[Available records]
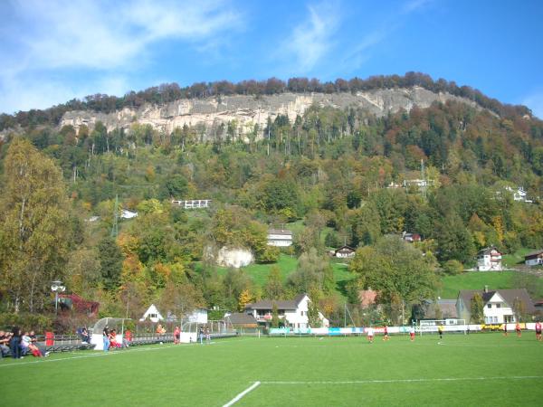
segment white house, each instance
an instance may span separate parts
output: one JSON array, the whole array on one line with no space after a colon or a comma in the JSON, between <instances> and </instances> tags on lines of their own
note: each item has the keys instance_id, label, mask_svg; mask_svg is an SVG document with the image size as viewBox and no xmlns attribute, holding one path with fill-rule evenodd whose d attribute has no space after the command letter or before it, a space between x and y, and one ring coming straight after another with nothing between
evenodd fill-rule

[Given request] Transcribe every entry word for word, but skip the pictures.

[Result]
segment white house, each instance
an instance may span separate parts
output: one JSON array, the whole array on one line with no space after a colon or a comma in the JSON, between <instances> and </instances> tags on lines of their own
note: each item has the keys instance_id, label, mask_svg; mask_svg is an SVG document with the image size as viewBox and no xmlns attribute, holding one path with fill-rule evenodd whose d attribute has no space after the command letter or before it, a space between x and y, and one ring coming straight after another with nothing between
evenodd fill-rule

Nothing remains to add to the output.